## Görev A
Suriye meselesini ele alan metinde "11 Eylül 2001" ile başlayıp "yaptı biraz hatırlayalım." ile biten bölümü kelimesi kelimesine aktarın.

## Okuma parçası
= = = = =
Türkiye’nin önünde duran dış politika sorunlarının başında Suriye meselesi gelmektedir. Cumhurbaşkanı sayın Recep Tayyip Erdoğan ülkemizin” diyalog ortağı” olarak yer aldığı Şangay toplantısı için 15-16 Eylül’de Semerkant’ta yapılacak toplantıya katılacak. Orada Suriye rejimi ile olası diyalog ve operasyon konusu gündeme gelecek.
11 Eylül 2001 saldıranlarının ardından süreç içerisinde planlı ve sistematik bir şekilde Suriye parçalandı, Afganistan ve Irak işgal edildi orta doğu ülkeleri üzerinde baskı artırıldı. Tüm bunları kim ne için yaptı biraz hatırlayalım.
= = = = =
## Görev B
Listenin başından başlayıp "[76,0,819,591]" ifadesini içeren satırla biten satırları, her iki uçtaki satırlar da dahil ve boş satırlar atlanarak, her satır için bir dize içeren bir JSON dizisine dönüştürün. Görselleri cevaba almayın.

## Alıştırma malzemesi
= = = = =
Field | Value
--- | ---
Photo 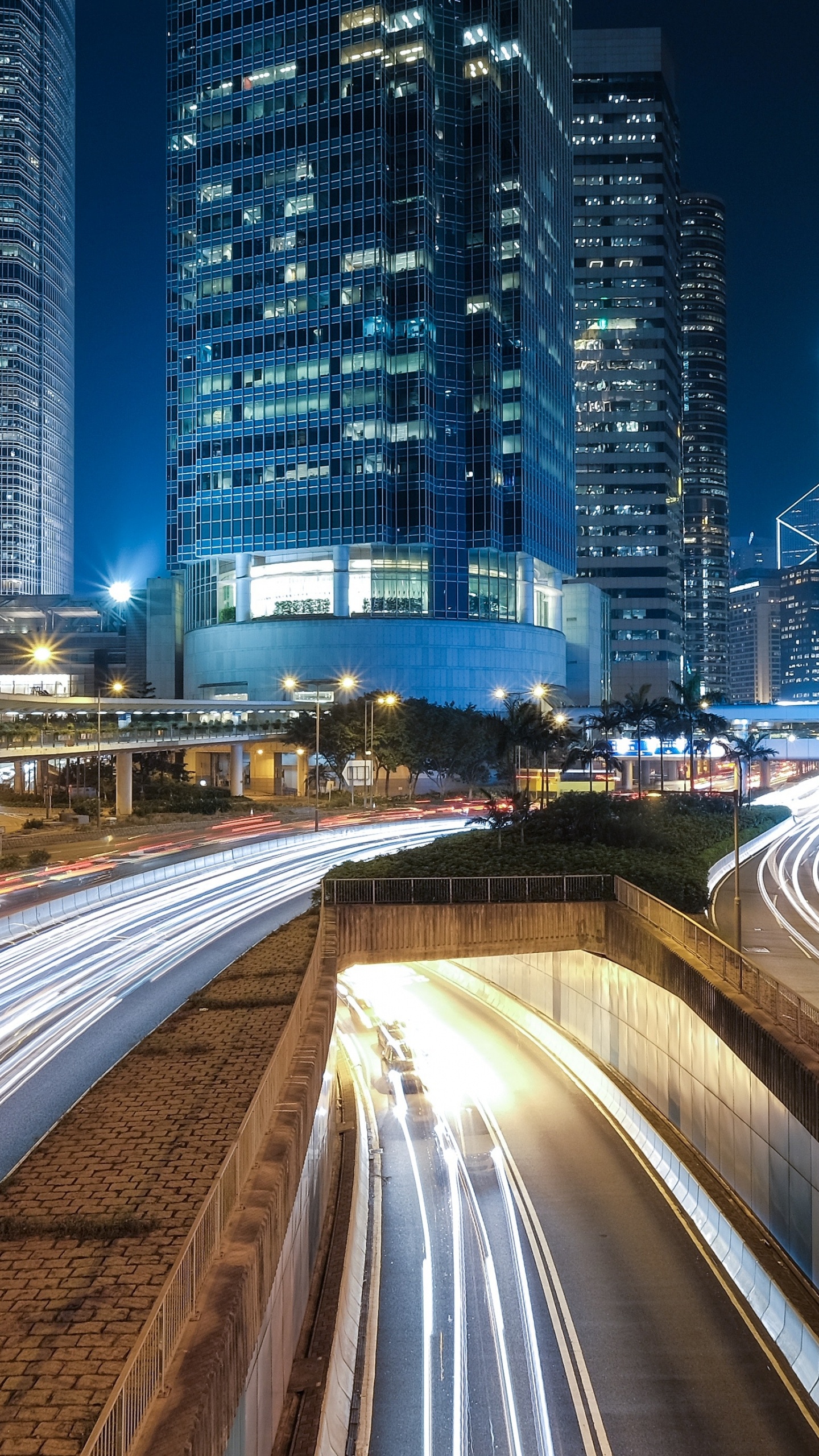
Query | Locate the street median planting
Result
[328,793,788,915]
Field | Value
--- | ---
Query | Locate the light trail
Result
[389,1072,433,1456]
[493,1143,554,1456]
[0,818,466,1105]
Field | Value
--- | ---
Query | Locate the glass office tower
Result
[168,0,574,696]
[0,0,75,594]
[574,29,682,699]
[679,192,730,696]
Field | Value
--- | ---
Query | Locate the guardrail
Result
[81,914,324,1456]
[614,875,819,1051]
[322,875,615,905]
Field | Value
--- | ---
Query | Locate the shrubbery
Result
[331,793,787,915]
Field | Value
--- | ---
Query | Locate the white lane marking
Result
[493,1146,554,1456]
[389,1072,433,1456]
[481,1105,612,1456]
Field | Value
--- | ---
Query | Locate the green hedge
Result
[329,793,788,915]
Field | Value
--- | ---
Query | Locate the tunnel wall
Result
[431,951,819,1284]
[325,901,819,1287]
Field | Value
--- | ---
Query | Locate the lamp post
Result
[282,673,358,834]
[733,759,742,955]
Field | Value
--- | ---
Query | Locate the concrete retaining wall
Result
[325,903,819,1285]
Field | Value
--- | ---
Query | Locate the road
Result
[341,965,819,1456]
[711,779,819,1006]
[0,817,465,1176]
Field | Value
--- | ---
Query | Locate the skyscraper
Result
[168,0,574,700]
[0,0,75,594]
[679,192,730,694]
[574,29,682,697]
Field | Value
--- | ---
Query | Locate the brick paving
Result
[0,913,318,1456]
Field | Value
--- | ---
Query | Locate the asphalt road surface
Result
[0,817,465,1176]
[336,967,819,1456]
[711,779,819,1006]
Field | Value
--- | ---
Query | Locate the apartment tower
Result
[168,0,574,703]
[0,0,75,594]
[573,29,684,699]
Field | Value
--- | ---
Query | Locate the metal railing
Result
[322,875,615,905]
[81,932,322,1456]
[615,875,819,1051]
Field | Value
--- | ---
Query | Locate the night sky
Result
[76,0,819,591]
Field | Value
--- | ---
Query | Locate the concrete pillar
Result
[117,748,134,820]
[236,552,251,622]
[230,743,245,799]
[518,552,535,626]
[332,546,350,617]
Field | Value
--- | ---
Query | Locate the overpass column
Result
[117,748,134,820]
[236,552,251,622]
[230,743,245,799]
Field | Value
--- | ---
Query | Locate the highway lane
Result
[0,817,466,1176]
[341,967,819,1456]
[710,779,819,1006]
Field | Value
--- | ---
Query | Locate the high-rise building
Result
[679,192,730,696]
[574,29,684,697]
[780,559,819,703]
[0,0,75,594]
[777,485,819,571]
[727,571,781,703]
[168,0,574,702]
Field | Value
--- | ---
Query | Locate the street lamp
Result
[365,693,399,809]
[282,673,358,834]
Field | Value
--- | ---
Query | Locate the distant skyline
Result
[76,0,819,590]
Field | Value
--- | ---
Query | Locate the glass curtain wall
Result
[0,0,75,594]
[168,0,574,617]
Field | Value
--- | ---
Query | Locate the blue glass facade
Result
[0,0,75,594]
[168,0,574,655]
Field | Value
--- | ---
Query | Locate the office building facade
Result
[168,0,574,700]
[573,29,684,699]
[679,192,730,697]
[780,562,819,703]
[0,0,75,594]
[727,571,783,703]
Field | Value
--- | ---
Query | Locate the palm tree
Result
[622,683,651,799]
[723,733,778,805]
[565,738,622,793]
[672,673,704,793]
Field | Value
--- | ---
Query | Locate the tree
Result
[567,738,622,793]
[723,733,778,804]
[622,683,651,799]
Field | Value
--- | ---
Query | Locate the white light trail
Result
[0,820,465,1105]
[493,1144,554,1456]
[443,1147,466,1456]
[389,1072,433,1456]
= = = = =
## Çözüm A
11 Eylül 2001 saldıranlarının ardından süreç içerisinde planlı ve sistematik bir şekilde Suriye parçalandı, Afganistan ve Irak işgal edildi orta doğu ülkeleri üzerinde baskı artırıldı. Tüm bunları kim ne için yaptı biraz hatırlayalım.

## Çözüm B
[
  "Field | Value",
  "--- | ---",
  "Photo ",
  "Query | Locate the street median planting",
  "Result",
  "[328,793,788,915]",
  "Field | Value",
  "--- | ---",
  "Query | Locate the light trail",
  "Result",
  "[389,1072,433,1456]",
  "[493,1143,554,1456]",
  "[0,818,466,1105]",
  "Field | Value",
  "--- | ---",
  "Query | Locate the glass office tower",
  "Result",
  "[168,0,574,696]",
  "[0,0,75,594]",
  "[574,29,682,699]",
  "[679,192,730,696]",
  "Field | Value",
  "--- | ---",
  "Query | Locate the guardrail",
  "Result",
  "[81,914,324,1456]",
  "[614,875,819,1051]",
  "[322,875,615,905]",
  "Field | Value",
  "--- | ---",
  "Query | Locate the shrubbery",
  "Result",
  "[331,793,787,915]",
  "Field | Value",
  "--- | ---",
  "Query | Locate the white lane marking",
  "Result",
  "[493,1146,554,1456]",
  "[389,1072,433,1456]",
  "[481,1105,612,1456]",
  "Field | Value",
  "--- | ---",
  "Query | Locate the green hedge",
  "Result",
  "[329,793,788,915]",
  "Field | Value",
  "--- | ---",
  "Query | Locate the tunnel wall",
  "Result",
  "[431,951,819,1284]",
  "[325,901,819,1287]",
  "Field | Value",
  "--- | ---",
  "Query | Locate the lamp post",
  "Result",
  "[282,673,358,834]",
  "[733,759,742,955]",
  "Field | Value",
  "--- | ---",
  "Query | Locate the concrete retaining wall",
  "Result",
  "[325,903,819,1285]",
  "Field | Value",
  "--- | ---",
  "Query | Locate the road",
  "Result",
  "[341,965,819,1456]",
  "[711,779,819,1006]",
  "[0,817,465,1176]",
  "Field | Value",
  "--- | ---",
  "Query | Locate the skyscraper",
  "Result",
  "[168,0,574,700]",
  "[0,0,75,594]",
  "[679,192,730,694]",
  "[574,29,682,697]",
  "Field | Value",
  "--- | ---",
  "Query | Locate the brick paving",
  "Result",
  "[0,913,318,1456]",
  "Field | Value",
  "--- | ---",
  "Query | Locate the asphalt road surface",
  "Result",
  "[0,817,465,1176]",
  "[336,967,819,1456]",
  "[711,779,819,1006]",
  "Field | Value",
  "--- | ---",
  "Query | Locate the apartment tower",
  "Result",
  "[168,0,574,703]",
  "[0,0,75,594]",
  "[573,29,684,699]",
  "Field | Value",
  "--- | ---",
  "Query | Locate the metal railing",
  "Result",
  "[322,875,615,905]",
  "[81,932,322,1456]",
  "[615,875,819,1051]",
  "Field | Value",
  "--- | ---",
  "Query | Locate the night sky",
  "Result",
  "[76,0,819,591]"
]